## EXERCISE TASKS:
A – Output the records below word for word, every line from the first "Target:" through the last point, and leave out the passage on Aboriginal schooling.
B – Pick up the passage on schooling and the Aboriginal child after its last sentence and keep it going.

## EXTRACT PROVIDED:
════════
Schooling and the Aboriginal Child
The research referred to above associating stressful life experience with long term physical and mental ill health has implications for Aboriginal children in urban mainstream classrooms. As will be seen from the two cases to follow, a teacher's relationships with her students, the depth of her understanding of their backgrounds, her expectations and methods of sanctioning them and organising their learning, can make a profound impact upon a child. The nature of this impact can range from social exclusion as in the first case, to social and cultural incorporation in the second.
National statistics on Indigenous student participation, retention and attainment rates indicate that mainstream schooling has not been successful in engaging them in learning (Beresford & Partington, in press). A variety of explanations have been offered for this phenomenon. The one being proposed here is that the domination of white Australia in the population and society at large, is also reflected in schools. For example, because of structural barriers combined with a small population, Indigenous people are under represented on school councils, as teachers, curriculum writers, school administrators and government officers. Consequently, school policy and programs are predominantly informed by the perceptions, life experience, priorities and processes of the dominant group. In addition to this, the systemic but largely invisible nature of this domination makes it difficult to identify and expose (Malin and Ngarritjan-Kessaris 1999; Moreton-Robinson 1998). The first of the case studies to follow will demonstrate how this process of inadvertent domination can work in the microcosm of the classroom.
════════
## DATA ENTRIES:
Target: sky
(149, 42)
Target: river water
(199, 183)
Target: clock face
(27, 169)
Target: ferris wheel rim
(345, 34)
════════
## WRITTEN RESPONSES:
A –
Target: sky
(149, 42)
Target: river water
(199, 183)
Target: clock face
(27, 169)
Target: ferris wheel rim
(345, 34)

B –
Social exclusion in the classroom
It is clear that many Aboriginal children find themselves in particularly stressful situations, daily, in the community ( Raphael & Swan 1997; Traves 2000) and, as I will argue here, also in mainstream classrooms. I will describe below ways that everyday, taken for granted classroom events can both obstruct Aboriginal children's opportunities for learning and be potentially stressful to them. I will indicate how and why the accumulation of such events amounts to their social exclusion.
Indigenous Australians have reported experiencing blatant racist episodes in their schooling and often parents explicitly instruct their children on appropriate ways for dealing with these (e.g. Malin 1989; Groome 1988). However, more subtle forms of racism operate to disadvantage Aboriginal students in schools.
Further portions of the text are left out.